[[ Given data, beginning ]]
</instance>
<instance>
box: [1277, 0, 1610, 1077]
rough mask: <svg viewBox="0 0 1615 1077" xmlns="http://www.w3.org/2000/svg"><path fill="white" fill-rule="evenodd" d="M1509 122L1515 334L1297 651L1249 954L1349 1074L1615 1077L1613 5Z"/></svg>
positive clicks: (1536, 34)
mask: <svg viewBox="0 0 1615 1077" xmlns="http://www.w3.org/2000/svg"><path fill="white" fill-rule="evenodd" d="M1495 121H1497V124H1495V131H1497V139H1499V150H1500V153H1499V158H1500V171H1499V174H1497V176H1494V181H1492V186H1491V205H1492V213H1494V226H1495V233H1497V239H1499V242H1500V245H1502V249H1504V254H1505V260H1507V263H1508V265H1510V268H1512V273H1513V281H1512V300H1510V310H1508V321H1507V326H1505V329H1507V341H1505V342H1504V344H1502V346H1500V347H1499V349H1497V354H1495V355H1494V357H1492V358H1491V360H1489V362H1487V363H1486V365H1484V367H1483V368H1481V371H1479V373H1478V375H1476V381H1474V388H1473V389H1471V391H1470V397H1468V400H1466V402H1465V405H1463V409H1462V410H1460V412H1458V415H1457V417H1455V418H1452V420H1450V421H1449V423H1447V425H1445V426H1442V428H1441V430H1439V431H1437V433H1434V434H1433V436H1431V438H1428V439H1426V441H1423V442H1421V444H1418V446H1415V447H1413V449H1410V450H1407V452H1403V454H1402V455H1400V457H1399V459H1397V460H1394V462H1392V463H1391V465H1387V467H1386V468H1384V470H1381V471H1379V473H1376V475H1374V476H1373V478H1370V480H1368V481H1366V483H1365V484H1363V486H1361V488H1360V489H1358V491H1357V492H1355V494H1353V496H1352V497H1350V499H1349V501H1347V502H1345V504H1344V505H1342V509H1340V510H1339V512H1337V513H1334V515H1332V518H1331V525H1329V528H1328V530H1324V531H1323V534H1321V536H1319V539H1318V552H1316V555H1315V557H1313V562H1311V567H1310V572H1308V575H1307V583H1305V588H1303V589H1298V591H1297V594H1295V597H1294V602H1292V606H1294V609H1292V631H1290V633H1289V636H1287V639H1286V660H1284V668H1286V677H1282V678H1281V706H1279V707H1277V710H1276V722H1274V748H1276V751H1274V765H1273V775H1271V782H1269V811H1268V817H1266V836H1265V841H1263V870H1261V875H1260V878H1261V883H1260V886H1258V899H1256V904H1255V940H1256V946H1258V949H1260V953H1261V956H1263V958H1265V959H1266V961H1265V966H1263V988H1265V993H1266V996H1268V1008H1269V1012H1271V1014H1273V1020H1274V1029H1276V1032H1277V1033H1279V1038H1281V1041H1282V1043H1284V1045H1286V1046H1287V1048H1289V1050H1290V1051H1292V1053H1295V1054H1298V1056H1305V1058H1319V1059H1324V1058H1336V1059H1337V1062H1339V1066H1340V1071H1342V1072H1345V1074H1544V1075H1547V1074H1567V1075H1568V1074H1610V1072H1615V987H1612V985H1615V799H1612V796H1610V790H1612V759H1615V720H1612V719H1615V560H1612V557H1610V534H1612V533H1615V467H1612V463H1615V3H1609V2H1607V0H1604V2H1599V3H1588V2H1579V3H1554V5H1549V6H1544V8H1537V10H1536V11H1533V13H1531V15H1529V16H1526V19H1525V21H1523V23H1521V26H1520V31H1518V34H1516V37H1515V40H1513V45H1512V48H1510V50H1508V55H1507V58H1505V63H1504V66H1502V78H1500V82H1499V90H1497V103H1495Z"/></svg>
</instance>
[[ Given data, end ]]
[[ Given data, beginning ]]
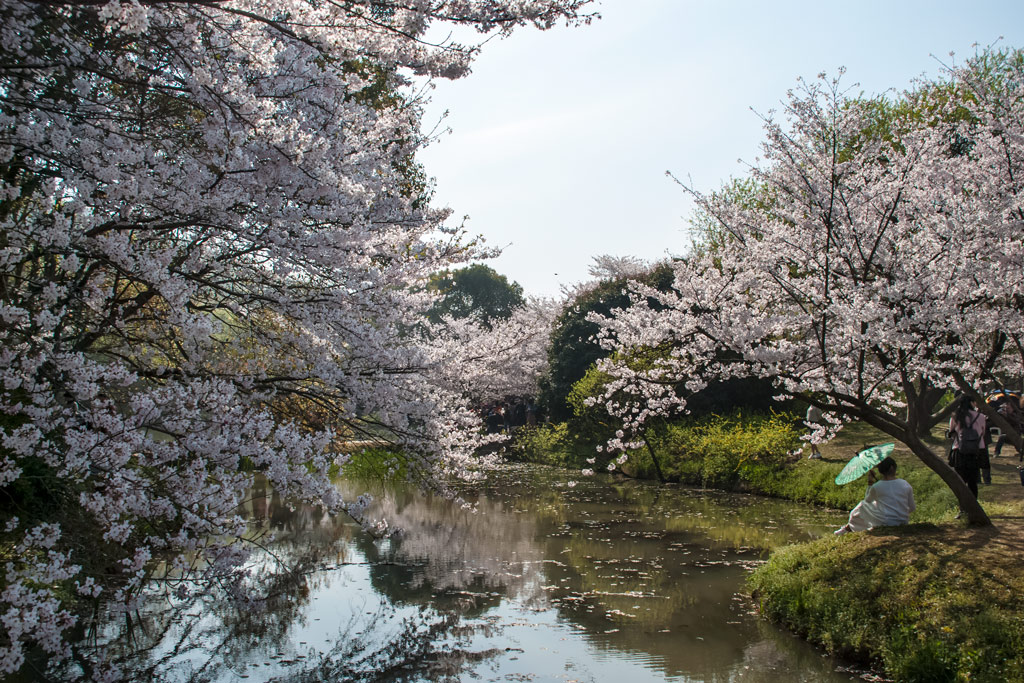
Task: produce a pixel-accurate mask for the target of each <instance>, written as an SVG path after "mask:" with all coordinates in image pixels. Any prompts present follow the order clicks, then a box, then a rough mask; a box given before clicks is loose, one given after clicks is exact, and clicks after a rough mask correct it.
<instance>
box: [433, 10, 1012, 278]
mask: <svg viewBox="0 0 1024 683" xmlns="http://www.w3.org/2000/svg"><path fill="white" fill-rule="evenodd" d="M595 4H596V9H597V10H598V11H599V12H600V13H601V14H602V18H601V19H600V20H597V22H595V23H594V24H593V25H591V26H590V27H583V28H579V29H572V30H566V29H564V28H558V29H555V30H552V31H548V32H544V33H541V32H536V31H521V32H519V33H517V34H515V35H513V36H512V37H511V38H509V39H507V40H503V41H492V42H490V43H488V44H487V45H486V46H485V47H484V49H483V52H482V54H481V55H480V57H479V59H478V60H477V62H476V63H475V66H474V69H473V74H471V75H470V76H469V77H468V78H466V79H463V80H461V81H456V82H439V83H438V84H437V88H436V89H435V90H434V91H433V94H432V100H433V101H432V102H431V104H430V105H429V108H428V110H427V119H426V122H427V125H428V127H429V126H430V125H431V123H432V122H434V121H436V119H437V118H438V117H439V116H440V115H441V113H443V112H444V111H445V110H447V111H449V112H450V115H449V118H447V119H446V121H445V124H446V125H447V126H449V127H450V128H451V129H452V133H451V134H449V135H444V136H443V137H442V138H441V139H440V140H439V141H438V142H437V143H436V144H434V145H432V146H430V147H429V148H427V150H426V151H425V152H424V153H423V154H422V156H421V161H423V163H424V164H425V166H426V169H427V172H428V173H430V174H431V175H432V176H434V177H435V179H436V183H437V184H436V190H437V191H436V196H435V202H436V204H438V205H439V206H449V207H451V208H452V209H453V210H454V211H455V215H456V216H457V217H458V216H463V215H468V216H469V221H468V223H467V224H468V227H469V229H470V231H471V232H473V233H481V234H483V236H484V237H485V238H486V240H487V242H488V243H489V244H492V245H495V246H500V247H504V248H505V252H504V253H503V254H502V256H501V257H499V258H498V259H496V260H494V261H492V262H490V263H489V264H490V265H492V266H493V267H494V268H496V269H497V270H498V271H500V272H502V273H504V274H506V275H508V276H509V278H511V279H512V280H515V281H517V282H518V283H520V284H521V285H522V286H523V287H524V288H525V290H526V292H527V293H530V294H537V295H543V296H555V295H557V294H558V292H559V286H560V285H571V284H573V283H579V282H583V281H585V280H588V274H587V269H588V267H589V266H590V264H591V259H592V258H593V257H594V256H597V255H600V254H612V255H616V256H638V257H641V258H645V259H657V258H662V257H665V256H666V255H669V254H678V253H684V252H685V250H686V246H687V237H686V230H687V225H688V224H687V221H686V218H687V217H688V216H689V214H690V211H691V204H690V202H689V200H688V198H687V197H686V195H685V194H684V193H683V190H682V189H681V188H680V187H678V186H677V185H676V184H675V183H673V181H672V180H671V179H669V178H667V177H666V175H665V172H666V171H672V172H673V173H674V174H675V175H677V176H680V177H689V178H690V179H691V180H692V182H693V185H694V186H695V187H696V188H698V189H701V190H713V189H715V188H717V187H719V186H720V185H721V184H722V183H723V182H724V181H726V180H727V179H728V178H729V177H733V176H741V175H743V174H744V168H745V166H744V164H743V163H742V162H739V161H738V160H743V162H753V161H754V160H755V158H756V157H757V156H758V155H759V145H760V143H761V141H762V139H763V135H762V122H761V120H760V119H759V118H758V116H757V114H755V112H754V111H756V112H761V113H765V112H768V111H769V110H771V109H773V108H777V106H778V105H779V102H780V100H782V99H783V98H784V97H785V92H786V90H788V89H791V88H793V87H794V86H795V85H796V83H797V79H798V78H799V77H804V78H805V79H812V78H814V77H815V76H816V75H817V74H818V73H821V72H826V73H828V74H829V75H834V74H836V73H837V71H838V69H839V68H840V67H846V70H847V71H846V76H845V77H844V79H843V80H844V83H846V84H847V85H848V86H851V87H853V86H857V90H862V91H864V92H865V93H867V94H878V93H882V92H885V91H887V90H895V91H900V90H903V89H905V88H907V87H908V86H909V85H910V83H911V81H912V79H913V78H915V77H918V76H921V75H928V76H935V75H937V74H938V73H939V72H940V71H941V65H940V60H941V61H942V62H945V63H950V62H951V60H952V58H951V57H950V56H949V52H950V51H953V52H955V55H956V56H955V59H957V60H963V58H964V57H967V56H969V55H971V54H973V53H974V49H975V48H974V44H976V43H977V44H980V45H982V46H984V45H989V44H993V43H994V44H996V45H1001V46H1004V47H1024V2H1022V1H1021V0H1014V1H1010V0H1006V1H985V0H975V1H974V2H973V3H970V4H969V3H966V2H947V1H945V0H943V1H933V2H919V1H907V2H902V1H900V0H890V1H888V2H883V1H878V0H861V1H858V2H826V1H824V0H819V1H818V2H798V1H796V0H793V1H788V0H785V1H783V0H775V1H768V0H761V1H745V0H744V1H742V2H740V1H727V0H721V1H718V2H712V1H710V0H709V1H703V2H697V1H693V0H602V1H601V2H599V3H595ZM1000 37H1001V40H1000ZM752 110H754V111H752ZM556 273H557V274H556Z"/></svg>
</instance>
[[ Given data, end ]]
[Your objective] Pull out each line of the material above that contains the string "clicks" and reproduce it unchanged.

[Exercise result]
positive clicks: (1536, 34)
Task: produce a pixel-accurate mask for the target of each <instance>, written as an SVG path after "mask:" with all coordinates in image pixels. Any prompts present follow the order clicks, then a box, then a rough mask; a box given before clicks is loose, one given after clicks is exact, and clicks after a rough mask correct it.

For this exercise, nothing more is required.